Problem statement -
Rewrite the records below as a numbered list, skipping blank lines. Start at the line containing "railing you find." and end at the line containing "[423,188,600,324]", including both of those lines.

[Some records]

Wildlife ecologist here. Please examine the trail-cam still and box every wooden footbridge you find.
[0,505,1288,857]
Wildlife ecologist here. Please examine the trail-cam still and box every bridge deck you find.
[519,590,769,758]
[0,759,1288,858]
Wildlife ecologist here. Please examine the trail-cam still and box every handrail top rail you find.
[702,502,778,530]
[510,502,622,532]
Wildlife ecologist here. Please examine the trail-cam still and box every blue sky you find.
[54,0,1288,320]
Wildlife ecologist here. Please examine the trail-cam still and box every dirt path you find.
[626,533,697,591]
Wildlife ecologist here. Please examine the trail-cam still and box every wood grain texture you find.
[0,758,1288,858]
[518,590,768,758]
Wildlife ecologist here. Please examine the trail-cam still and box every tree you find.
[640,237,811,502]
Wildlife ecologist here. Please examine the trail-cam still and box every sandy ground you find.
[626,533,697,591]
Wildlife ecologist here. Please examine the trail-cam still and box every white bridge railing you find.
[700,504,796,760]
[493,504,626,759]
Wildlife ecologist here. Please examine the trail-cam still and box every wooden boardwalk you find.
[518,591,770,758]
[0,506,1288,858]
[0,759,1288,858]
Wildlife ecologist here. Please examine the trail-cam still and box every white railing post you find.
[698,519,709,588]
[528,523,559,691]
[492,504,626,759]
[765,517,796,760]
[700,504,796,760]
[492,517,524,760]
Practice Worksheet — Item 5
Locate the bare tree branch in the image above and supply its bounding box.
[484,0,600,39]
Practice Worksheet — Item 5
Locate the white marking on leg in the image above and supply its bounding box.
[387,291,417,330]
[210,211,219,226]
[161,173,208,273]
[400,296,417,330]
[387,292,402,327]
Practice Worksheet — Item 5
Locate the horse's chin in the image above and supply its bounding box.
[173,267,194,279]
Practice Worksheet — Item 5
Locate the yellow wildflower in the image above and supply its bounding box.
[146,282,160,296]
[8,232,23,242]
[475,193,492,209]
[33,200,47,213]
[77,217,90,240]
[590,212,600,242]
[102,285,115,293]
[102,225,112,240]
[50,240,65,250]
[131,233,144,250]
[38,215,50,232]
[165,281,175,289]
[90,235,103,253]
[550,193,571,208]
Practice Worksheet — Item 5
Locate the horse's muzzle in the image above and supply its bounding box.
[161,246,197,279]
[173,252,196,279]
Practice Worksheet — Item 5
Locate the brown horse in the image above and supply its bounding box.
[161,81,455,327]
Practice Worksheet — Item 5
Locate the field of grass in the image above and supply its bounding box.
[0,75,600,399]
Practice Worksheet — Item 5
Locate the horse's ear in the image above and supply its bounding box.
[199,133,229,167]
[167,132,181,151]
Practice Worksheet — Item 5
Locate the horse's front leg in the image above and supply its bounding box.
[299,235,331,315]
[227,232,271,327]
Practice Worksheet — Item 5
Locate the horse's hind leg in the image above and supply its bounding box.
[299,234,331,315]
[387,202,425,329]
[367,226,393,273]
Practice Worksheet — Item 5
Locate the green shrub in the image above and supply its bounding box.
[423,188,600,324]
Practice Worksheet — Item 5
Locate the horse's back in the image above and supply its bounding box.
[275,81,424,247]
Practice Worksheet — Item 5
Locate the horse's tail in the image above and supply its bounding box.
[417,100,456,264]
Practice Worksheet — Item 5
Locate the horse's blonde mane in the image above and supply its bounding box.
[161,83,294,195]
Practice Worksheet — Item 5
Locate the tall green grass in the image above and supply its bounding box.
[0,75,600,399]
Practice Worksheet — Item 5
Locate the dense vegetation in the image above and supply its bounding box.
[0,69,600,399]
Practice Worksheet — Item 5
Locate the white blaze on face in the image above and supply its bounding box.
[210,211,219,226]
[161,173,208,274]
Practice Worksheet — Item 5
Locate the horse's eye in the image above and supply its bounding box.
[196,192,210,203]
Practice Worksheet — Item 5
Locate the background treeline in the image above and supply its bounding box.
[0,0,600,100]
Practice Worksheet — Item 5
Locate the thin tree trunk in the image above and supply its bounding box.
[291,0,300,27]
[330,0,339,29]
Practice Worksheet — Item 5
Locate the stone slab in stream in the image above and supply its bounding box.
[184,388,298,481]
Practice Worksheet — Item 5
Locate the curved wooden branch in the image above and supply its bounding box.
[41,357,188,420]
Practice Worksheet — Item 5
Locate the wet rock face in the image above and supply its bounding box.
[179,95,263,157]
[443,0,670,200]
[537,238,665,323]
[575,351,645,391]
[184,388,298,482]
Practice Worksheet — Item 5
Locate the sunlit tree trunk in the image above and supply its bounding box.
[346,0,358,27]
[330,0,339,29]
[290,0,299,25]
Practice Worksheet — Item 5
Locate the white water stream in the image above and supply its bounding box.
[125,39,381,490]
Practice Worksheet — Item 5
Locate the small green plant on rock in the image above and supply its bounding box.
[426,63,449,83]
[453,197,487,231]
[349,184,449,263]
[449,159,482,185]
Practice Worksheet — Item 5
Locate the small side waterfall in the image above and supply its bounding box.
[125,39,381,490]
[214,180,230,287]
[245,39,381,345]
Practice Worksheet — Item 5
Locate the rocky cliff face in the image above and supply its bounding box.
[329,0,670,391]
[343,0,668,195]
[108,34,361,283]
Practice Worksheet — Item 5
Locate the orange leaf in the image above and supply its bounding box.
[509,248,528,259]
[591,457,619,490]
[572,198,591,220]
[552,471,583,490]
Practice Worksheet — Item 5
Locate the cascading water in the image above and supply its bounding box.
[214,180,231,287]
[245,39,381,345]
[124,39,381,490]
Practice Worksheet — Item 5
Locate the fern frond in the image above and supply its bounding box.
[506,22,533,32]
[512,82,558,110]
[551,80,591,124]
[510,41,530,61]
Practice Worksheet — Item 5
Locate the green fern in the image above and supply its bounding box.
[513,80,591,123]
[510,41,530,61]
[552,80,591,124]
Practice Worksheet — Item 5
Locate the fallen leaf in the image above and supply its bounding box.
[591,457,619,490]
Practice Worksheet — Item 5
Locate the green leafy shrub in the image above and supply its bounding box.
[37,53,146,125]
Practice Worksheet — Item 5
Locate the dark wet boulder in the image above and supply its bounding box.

Response -
1. Wildlife ecologist here. Please examine the trail-cam still and box every white bridge railing you find.
2. [700,504,796,760]
3. [493,504,626,759]
4. Wildlife ecologist here. Please examine the trail-cam still and box every wooden boardwalk you find.
5. [518,591,770,758]
6. [0,506,1288,858]
7. [0,759,1288,858]
8. Wildlife ecologist here. Please examine the trail-cam still and box every white railing post you find.
9. [698,519,709,588]
10. [528,523,559,691]
11. [492,504,626,759]
12. [765,517,796,760]
13. [700,504,796,760]
14. [492,517,524,760]
15. Practice Worksheet — Item 5
16. Locate the bare tree branch in the image above and supply its bounding box.
17. [484,0,600,39]
18. Practice Worksheet — Item 5
19. Locate the white marking on leg in the image above and supply its bounding box.
20. [387,291,417,330]
21. [210,211,219,226]
22. [161,173,208,273]
23. [400,296,417,330]
24. [387,292,402,327]
25. Practice Worksheet — Item 5
26. Locate the horse's chin in the image above and supply its bounding box.
27. [173,267,194,279]
28. Practice Worksheet — Item 5
29. Locate the yellow wildflower in the image above and supply its bounding box.
30. [146,282,160,296]
31. [8,232,23,242]
32. [475,193,492,209]
33. [33,200,47,213]
34. [77,217,90,240]
35. [590,212,600,242]
36. [102,285,115,293]
37. [102,225,112,240]
38. [50,240,65,250]
39. [131,233,144,250]
40. [38,215,50,232]
41. [165,281,175,289]
42. [90,235,103,253]
43. [550,193,571,208]
44. Practice Worksheet — Item 5
45. Locate the horse's muzzle in the image above and supply its bounding box.
46. [161,246,197,279]
47. [173,252,196,279]
48. Practice Worksheet — Item 5
49. Locate the brown horse in the image above and supply its bounding box.
50. [161,81,455,327]
51. Practice Worksheet — Item 5
52. Locate the field of grass in the image above and supply its bounding box.
53. [0,75,600,399]
54. Practice Worksheet — Item 5
55. Locate the horse's ear in the image above and supply its bounding box.
56. [199,133,229,167]
57. [167,132,181,151]
58. Practice Worksheet — Item 5
59. Locate the horse's front leg in the image above and supply its bounding box.
60. [299,235,331,315]
61. [227,232,271,327]
62. Practice Worksheet — Item 5
63. Locate the horse's hind leg in the image above and supply its bounding box.
64. [299,234,331,315]
65. [387,202,425,329]
66. [367,226,393,273]
67. Practice Worksheet — Item 5
68. Locate the green shrub in the image above and supply its bounding box.
69. [423,188,600,324]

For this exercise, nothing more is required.